Instructions »
- a) Translate this sentence from the text on result codes into Spanish: "The result code is not shown to the user but processed by the program accessing the server ("client")."
- b) Use the text on result codes to answer each question briefly:
(i) What does the result code 200 mean?
(ii) What processes the result code instead of it being shown to the user?
(iii) Which site migrations are given as reasons that URLs stop being valid?
- c) Reproduce the text on result codes word for word, starting at "Background - what" and ending at "saying all is ok.".

Text »

Background - what is a result code and why should I care?
Each time something accesses your web server, it returns some content and a result code. The result code is not shown to the user but processed by the program accessing the server ("client"). The result code is a code for the client telling it the status of the content that it just sent
There are several result codes, but the ones we'll look at now are "404" and "200". The result code 200 means that the page the client wanted is available and shown in the content. The result code 404 means that the page the client wanted is not available, but it can also return content (eg. a page saying "sorry, couldn't find your page"). Usually a normal web page returns 200, saying all is ok.
Background - custom error pages
Anyone who has ever looked for something special on the web will be able to tell stories of the "URL that got away" -- the link to the page with exactly the content you were looking for, that just doesn't work anymore. More and more, as people update their sites, URLs aren't valid for that long of a time - people moving from "Frontpage" to a content-management-system (CMS), or from one CMS to another. When they move, the old links usually become invalid, inside of the new site it shows the correct links, but coming from the outside it'll more than likely have old, obsolete links. So you find the page you were looking for -- and then just get a boring "404 - not found.".

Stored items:

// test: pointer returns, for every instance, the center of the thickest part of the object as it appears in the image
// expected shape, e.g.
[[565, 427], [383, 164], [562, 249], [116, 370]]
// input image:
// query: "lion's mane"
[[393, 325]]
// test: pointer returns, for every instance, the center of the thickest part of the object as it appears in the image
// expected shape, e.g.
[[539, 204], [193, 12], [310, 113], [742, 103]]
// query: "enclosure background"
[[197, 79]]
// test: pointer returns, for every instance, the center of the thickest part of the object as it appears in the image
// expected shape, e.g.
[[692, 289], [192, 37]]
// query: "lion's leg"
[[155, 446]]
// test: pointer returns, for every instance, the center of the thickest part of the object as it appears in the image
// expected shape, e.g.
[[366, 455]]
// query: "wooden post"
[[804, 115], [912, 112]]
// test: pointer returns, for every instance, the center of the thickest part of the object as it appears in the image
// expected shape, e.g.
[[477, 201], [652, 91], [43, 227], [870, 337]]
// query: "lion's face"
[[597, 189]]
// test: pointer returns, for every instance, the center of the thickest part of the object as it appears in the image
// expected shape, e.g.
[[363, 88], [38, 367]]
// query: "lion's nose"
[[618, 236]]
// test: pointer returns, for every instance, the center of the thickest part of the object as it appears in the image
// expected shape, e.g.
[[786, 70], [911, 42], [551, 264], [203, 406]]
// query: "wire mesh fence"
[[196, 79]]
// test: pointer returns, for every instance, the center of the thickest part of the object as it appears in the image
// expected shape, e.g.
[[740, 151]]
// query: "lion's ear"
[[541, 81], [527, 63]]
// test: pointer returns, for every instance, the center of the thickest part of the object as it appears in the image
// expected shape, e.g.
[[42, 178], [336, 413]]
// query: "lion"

Complete answers »
- a) El código de resultado no se muestra al usuario, sino que lo procesa el programa que accede al servidor ("cliente").

- b)
(i) The page the client wanted is available and shown in the content.
(ii) The program accessing the server, called the client.
(iii) Moving from "Frontpage" to a content-management system (CMS), or from one CMS to another.

- c)
Background - what is a result code and why should I care?
Each time something accesses your web server, it returns some content and a result code. The result code is not shown to the user but processed by the program accessing the server ("client"). The result code is a code for the client telling it the status of the content that it just sent
There are several result codes, but the ones we'll look at now are "404" and "200". The result code 200 means that the page the client wanted is available and shown in the content. The result code 404 means that the page the client wanted is not available, but it can also return content (eg. a page saying "sorry, couldn't find your page"). Usually a normal web page returns 200, saying all is ok.